[Stored data entries]
.....
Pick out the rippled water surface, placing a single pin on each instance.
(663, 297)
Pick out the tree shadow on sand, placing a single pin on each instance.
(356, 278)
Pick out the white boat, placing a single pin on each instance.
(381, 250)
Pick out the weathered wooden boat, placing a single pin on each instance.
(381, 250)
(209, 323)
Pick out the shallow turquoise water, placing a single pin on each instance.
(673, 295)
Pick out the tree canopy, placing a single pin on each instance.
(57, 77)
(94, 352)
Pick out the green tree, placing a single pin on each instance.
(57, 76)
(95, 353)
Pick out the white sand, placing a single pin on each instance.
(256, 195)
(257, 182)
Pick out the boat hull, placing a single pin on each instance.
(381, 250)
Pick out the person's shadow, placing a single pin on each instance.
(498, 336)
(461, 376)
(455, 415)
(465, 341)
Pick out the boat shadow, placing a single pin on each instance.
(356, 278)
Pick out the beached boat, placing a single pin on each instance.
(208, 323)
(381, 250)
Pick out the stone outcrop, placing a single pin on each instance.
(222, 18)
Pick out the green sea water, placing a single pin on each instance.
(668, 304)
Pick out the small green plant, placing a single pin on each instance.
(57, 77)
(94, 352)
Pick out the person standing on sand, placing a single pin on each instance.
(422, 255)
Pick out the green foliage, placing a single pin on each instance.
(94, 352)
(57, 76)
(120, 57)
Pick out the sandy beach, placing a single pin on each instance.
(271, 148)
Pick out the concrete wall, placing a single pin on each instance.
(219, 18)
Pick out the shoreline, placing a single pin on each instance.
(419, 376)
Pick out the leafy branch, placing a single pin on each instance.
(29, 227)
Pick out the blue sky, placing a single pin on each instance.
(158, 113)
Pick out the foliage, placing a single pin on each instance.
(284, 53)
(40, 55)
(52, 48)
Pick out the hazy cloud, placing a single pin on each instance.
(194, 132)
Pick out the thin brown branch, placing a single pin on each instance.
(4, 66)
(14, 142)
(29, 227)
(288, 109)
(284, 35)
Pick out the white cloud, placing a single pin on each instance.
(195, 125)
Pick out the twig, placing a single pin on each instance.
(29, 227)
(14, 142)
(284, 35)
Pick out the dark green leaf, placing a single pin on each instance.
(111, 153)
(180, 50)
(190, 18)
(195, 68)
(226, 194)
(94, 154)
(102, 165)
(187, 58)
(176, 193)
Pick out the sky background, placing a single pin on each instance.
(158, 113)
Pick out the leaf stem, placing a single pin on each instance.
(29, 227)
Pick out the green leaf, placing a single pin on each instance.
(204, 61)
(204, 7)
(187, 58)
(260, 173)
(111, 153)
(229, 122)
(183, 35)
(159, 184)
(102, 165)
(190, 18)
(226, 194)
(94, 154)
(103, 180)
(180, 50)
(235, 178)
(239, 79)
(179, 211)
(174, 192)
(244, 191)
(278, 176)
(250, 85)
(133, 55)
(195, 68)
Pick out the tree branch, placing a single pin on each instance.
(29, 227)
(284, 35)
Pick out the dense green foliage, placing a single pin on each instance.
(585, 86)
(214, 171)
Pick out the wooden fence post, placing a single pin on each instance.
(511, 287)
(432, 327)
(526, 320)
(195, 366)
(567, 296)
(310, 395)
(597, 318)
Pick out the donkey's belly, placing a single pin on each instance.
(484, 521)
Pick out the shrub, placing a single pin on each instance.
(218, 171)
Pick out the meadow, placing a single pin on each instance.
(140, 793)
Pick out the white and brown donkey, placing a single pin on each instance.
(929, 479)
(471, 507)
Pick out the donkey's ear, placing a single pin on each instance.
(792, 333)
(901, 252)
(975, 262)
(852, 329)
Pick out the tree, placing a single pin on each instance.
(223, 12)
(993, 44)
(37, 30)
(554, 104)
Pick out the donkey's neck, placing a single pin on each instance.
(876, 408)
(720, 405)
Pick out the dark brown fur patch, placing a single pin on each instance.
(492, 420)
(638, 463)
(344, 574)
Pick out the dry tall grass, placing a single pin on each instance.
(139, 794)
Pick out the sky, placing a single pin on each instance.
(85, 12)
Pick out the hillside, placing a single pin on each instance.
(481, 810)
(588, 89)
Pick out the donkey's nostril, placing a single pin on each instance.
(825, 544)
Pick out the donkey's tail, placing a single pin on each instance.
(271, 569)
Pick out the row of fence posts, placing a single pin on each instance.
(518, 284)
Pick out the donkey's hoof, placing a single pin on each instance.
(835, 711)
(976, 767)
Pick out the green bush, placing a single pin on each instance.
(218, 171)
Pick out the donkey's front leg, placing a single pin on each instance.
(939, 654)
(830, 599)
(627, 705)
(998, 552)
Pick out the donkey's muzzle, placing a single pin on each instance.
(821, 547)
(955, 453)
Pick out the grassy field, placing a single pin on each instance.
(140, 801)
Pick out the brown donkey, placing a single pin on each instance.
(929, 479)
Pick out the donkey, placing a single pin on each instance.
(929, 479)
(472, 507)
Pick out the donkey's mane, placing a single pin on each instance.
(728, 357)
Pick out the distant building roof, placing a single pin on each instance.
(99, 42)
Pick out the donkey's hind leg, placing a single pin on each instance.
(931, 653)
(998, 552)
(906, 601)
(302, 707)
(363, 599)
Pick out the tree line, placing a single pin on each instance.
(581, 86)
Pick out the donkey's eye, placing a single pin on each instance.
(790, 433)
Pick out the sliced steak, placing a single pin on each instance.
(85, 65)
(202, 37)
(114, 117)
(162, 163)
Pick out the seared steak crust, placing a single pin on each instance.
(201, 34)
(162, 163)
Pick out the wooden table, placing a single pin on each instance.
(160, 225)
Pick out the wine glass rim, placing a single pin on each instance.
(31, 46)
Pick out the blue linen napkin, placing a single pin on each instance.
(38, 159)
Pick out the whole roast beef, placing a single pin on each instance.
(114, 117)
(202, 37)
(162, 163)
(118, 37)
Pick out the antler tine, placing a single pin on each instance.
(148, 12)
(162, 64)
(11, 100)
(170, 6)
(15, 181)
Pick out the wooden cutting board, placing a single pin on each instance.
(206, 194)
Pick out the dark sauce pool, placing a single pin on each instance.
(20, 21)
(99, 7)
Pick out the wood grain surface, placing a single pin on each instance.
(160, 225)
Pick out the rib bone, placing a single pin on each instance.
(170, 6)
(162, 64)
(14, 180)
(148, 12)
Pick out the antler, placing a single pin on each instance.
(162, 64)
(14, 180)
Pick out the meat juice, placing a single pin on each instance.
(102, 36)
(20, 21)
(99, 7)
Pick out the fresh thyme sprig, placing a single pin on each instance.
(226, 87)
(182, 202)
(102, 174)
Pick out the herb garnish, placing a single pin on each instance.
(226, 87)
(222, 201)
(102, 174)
.....
PROBLEM STATEMENT
Your answer must be an exact copy of every record.

EXERCISE OUTPUT
Pick out the rippled water surface, placing a single pin on each instance.
(663, 297)
Pick out the tree shadow on sand, placing a single pin on each instance.
(356, 278)
Pick out the white boat, placing a single pin on each instance.
(381, 250)
Pick out the weathered wooden boat, placing a single pin on each instance.
(381, 250)
(209, 323)
Pick out the shallow turquoise water, placing a single pin on each instance.
(673, 295)
Pick out the tree canopy, placing a single pin on each instance.
(57, 77)
(94, 352)
Pick out the green tree, placing a single pin on each instance.
(57, 76)
(95, 353)
Pick out the white sand, placing a single pin on each instance.
(256, 195)
(257, 182)
Pick out the boat hull, placing a single pin on each instance.
(381, 250)
Pick out the person's shadow, placing a single pin on each instance.
(498, 336)
(461, 376)
(455, 415)
(465, 341)
Pick out the boat shadow, placing a single pin on each instance.
(356, 278)
Pick out the beached boat, placing a single pin on each instance.
(208, 323)
(381, 250)
Pick out the stone outcrop, placing a single pin on each instance.
(222, 18)
Pick out the green sea water, placing a single pin on each instance.
(668, 304)
Pick out the small green plant, placing a single pin on each instance.
(57, 77)
(94, 352)
Pick out the person standing on sand, placing a single pin on each instance.
(422, 255)
Pick out the green foliage, placing a single pin on each instance.
(94, 352)
(57, 76)
(120, 57)
Pick out the sandy beach, placing a single pin on each instance.
(271, 148)
Pick out the concrete wall, placing a single pin on each instance.
(219, 18)
Pick out the shoreline, placing a single pin on each instance.
(419, 376)
Pick out the leafy branch, placing a single pin on each instance.
(29, 227)
Pick out the blue sky, placing a single pin on each instance.
(158, 113)
Pick out the foliage, placing a single pin on each instance.
(284, 53)
(40, 55)
(52, 48)
Pick out the hazy cloud, placing a single pin on each instance.
(194, 132)
Pick out the thin brown branch, placing a single pin on each instance.
(4, 66)
(14, 142)
(29, 227)
(288, 109)
(284, 35)
Pick out the white cloud, placing a single pin on each instance.
(195, 125)
Pick out the twig, placing a single pin on each instance.
(29, 227)
(14, 142)
(284, 35)
Pick out the dark green leaf, placing a single pin on each instance.
(111, 153)
(180, 50)
(190, 18)
(195, 68)
(226, 194)
(94, 154)
(102, 165)
(187, 58)
(176, 193)
Pick out the sky background, placing a single pin on each instance.
(158, 113)
Pick out the leaf stem, placing a single pin on each instance.
(29, 227)
Pick out the green leaf, placing a single pin on each instance.
(204, 61)
(204, 7)
(187, 58)
(260, 173)
(111, 153)
(229, 122)
(183, 35)
(159, 184)
(102, 165)
(190, 18)
(226, 194)
(94, 154)
(103, 180)
(180, 50)
(235, 178)
(239, 79)
(179, 211)
(174, 192)
(244, 191)
(278, 176)
(250, 85)
(133, 55)
(195, 68)
Pick out the tree branch, placing a single pin on each instance.
(29, 227)
(284, 35)
Pick out the dense green foliage, placing a single pin on each instance.
(585, 86)
(214, 171)
Pick out the wooden fence post, placing a single pin on each instance.
(511, 287)
(432, 327)
(526, 320)
(195, 366)
(567, 296)
(310, 395)
(597, 318)
Pick out the donkey's belly, placing a single pin on each instance.
(484, 521)
Pick out the shrub, placing a single pin on each instance.
(218, 171)
Pick out the meadow, placing a single pin on each instance.
(140, 793)
Pick out the white and brown donkey, placing a single pin on each instance.
(929, 479)
(471, 507)
Pick out the donkey's ear, placing a single pin on each instance.
(792, 333)
(901, 252)
(975, 262)
(852, 329)
Pick out the tree, placing a single pin on each instance.
(223, 12)
(993, 44)
(37, 30)
(554, 104)
Pick out the donkey's neck, placing a single pin on each instance.
(876, 408)
(720, 405)
Pick out the dark brown fur patch, placing a single pin on each instance.
(492, 420)
(638, 463)
(344, 574)
Pick out the dry tall grass, placing a single pin on each instance.
(139, 794)
Pick out the sky, placing a single pin on each instance.
(85, 12)
Pick out the hillside, placing a single pin on each instance.
(481, 810)
(588, 89)
Pick out the donkey's nostril, placing a single pin on each instance.
(825, 544)
Pick out the donkey's tail, placing a single pin on each instance.
(271, 569)
Pick out the row of fence posts, placing a single pin on each instance.
(518, 284)
Pick out the donkey's hoof, placing a single pin on each instance.
(835, 711)
(976, 767)
Pick out the green bush, placing a single pin on each instance.
(218, 171)
Pick out the donkey's front leg, placing a single pin on each instance.
(939, 654)
(830, 599)
(627, 705)
(998, 552)
Pick out the donkey's muzzle, placing a single pin on each instance.
(821, 547)
(955, 453)
Pick out the grassy field, placing a single pin on each instance.
(140, 801)
Pick out the brown donkey, placing a single pin on each instance.
(929, 479)
Pick out the donkey, placing a single pin on each instance.
(929, 479)
(472, 507)
Pick out the donkey's mane, placing a single pin on each instance.
(728, 357)
Pick out the distant building roof, placing a single pin on each instance.
(99, 42)
Pick out the donkey's hind leg, placing a single pin on each instance.
(931, 653)
(998, 552)
(906, 601)
(302, 707)
(363, 599)
Pick out the tree line, placing a single pin on each instance.
(581, 86)
Pick out the donkey's eye, placing a single pin on each instance.
(790, 433)
Pick out the sliced steak, placing a single pin on each instance.
(85, 65)
(202, 37)
(114, 117)
(162, 163)
Pick out the seared steak crust, placing a single pin on each instance.
(201, 34)
(162, 163)
Pick out the wooden table, placing a single pin on each instance.
(160, 225)
Pick out the wine glass rim, placing a single pin on each instance.
(31, 46)
Pick out the blue linen napkin, placing a single pin on each instance.
(38, 159)
Pick out the whole roast beef, placing a single pin on each instance.
(114, 117)
(202, 37)
(162, 163)
(118, 37)
Pick out the antler tine, placing a single pin on each instance.
(148, 12)
(162, 64)
(11, 100)
(170, 6)
(15, 181)
Pick out the wooden cutting board, placing a single pin on each instance.
(206, 194)
Pick out the dark sauce pool, placing a single pin on each instance.
(20, 21)
(99, 7)
Pick out the wood grain surface, placing a single pin on each instance.
(160, 225)
Pick out the rib bone, placing a single pin on each instance.
(170, 6)
(162, 64)
(14, 180)
(148, 12)
Pick out the antler, placing a single pin on each instance.
(162, 64)
(14, 180)
Pick out the meat juice, placing a single pin on each instance.
(102, 36)
(20, 21)
(99, 7)
Pick out the fresh thyme sprig, placing a single pin on each instance.
(226, 87)
(182, 202)
(102, 174)
Pick out the herb garnish, placing a single pin on each instance.
(226, 87)
(222, 201)
(102, 174)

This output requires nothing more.